Task material:
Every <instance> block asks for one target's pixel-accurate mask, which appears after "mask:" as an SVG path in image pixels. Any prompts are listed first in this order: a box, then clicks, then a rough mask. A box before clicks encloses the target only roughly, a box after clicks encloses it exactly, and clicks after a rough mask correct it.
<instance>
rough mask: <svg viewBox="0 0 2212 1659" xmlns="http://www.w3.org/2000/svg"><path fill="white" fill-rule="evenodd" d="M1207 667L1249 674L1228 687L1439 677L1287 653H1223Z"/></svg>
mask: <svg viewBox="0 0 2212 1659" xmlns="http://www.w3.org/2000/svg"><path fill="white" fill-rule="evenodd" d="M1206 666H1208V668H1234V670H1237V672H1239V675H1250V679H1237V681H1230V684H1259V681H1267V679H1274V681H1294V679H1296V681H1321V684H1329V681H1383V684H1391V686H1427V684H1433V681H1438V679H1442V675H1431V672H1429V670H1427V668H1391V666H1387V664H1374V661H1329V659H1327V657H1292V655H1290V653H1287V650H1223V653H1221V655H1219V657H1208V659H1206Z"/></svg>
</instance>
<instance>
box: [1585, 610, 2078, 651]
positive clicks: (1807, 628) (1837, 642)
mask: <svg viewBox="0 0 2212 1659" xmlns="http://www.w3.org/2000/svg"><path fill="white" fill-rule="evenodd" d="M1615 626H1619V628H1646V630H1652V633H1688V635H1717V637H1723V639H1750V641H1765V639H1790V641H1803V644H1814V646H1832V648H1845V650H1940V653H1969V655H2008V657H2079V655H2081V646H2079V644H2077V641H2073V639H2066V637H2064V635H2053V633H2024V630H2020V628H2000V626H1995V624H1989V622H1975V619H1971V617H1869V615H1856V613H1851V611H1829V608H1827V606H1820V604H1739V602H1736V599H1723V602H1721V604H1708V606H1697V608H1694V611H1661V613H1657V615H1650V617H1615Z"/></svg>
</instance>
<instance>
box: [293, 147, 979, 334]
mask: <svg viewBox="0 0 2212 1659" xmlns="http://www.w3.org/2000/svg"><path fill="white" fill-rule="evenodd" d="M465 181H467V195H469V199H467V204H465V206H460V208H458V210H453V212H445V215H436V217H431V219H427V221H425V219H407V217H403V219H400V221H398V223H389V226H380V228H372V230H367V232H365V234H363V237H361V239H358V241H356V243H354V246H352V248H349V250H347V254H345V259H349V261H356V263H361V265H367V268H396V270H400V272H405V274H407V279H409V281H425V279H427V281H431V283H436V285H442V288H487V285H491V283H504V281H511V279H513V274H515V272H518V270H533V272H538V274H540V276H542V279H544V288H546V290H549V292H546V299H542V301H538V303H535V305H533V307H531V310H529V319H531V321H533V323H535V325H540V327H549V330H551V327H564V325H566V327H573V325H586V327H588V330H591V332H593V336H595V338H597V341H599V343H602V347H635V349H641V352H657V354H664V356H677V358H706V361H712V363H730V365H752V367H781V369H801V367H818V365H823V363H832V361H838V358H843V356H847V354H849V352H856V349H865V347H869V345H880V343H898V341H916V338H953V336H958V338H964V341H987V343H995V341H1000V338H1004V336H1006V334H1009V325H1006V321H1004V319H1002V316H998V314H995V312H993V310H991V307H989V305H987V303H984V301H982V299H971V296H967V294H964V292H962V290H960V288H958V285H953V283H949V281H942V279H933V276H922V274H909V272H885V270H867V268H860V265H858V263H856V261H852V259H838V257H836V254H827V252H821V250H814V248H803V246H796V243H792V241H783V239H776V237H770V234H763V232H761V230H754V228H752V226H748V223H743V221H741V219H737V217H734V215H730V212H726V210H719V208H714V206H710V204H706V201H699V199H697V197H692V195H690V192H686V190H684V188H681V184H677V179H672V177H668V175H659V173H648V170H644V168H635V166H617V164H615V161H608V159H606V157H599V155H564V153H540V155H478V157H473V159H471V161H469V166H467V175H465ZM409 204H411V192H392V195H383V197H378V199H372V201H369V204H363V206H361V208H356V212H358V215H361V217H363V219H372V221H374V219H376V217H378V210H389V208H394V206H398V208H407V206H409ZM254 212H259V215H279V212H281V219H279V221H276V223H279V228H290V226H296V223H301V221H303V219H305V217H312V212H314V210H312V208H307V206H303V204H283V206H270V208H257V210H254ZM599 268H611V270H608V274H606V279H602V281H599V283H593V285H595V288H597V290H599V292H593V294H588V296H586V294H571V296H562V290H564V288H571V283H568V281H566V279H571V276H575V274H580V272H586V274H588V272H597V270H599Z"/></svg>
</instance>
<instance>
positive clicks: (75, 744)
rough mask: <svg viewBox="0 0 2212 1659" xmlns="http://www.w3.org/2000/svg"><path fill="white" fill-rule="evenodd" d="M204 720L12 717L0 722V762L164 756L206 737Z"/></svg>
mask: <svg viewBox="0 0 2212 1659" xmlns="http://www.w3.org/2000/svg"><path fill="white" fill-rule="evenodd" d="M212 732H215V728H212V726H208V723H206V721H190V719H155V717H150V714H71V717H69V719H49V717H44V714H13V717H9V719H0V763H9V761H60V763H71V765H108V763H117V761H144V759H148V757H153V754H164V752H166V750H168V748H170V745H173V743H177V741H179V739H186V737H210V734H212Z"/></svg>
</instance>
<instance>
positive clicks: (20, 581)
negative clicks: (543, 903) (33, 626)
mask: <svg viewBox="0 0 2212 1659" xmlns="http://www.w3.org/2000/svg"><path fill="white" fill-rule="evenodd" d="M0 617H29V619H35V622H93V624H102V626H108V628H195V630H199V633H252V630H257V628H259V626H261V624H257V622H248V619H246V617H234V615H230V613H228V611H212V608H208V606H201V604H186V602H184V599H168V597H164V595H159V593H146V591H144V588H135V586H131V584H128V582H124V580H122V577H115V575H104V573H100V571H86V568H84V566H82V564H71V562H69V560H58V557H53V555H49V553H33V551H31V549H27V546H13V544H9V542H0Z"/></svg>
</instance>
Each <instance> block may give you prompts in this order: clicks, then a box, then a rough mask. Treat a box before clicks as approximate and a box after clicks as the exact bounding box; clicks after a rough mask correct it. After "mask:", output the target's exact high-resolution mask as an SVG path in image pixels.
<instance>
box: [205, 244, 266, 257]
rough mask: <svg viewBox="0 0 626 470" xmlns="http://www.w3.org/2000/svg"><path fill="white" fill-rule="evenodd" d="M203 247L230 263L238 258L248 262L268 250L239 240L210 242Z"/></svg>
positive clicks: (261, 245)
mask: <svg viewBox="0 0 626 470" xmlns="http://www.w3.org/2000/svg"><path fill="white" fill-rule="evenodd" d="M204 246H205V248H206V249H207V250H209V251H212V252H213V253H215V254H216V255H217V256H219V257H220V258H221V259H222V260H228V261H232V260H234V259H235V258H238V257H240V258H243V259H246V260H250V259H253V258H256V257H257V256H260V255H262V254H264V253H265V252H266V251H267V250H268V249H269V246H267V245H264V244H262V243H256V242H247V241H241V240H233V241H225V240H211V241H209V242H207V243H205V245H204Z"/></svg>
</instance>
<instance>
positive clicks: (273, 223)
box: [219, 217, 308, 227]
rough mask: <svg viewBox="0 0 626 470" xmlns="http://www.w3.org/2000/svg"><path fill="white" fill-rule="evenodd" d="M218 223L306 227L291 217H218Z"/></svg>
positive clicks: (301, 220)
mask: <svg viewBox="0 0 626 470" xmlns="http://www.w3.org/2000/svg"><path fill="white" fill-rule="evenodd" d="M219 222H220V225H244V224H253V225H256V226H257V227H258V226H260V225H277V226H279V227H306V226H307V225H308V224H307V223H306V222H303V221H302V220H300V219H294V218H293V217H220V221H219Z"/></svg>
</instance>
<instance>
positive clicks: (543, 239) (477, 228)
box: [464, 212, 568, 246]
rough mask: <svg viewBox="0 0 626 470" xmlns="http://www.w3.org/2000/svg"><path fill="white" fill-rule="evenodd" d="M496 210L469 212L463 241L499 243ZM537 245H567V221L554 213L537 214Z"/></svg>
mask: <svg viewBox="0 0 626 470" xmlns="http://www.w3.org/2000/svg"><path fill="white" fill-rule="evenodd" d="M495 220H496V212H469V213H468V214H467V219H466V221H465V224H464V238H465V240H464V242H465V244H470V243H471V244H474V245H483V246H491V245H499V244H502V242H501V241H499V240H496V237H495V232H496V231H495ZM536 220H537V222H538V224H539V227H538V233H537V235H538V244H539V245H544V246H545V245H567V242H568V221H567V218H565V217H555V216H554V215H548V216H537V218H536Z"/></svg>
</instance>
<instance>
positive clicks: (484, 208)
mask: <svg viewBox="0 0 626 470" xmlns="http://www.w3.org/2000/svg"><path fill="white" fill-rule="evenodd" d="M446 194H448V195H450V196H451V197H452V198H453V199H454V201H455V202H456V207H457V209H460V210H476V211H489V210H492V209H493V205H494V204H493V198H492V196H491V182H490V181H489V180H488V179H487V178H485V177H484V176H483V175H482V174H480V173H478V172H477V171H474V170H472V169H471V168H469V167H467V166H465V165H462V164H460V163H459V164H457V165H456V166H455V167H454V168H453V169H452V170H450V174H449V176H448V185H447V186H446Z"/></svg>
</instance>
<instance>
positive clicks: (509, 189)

Action item:
From the line containing "210L469 212L463 241L499" to the final line of the entries, print every line exactly and nothing else.

Task answer:
rough mask: <svg viewBox="0 0 626 470" xmlns="http://www.w3.org/2000/svg"><path fill="white" fill-rule="evenodd" d="M496 210L469 212L463 241L499 243ZM537 245H567V221L554 213L537 214Z"/></svg>
mask: <svg viewBox="0 0 626 470" xmlns="http://www.w3.org/2000/svg"><path fill="white" fill-rule="evenodd" d="M495 220H496V212H469V213H468V214H467V219H466V221H465V224H464V238H465V240H464V242H465V244H470V243H471V244H474V245H483V246H491V245H499V244H502V242H501V241H499V240H496V237H495V232H496V231H495ZM536 220H537V222H538V224H539V227H538V233H537V235H538V244H539V245H544V246H545V245H567V242H568V221H567V218H565V217H555V216H554V215H548V216H537V218H536Z"/></svg>
</instance>
<instance>
positive clicks: (484, 208)
mask: <svg viewBox="0 0 626 470" xmlns="http://www.w3.org/2000/svg"><path fill="white" fill-rule="evenodd" d="M446 194H448V195H450V196H451V197H452V198H453V199H454V201H455V202H456V207H457V209H460V210H476V211H489V210H492V209H493V205H494V204H493V198H492V196H491V182H490V181H489V180H488V179H487V178H485V177H484V176H483V175H482V174H480V173H478V172H477V171H474V170H472V169H471V168H469V167H467V166H465V165H462V164H460V163H459V164H457V165H456V166H455V167H454V168H453V169H452V170H450V174H449V176H448V185H447V186H446Z"/></svg>
</instance>
<instance>
positive clicks: (509, 189)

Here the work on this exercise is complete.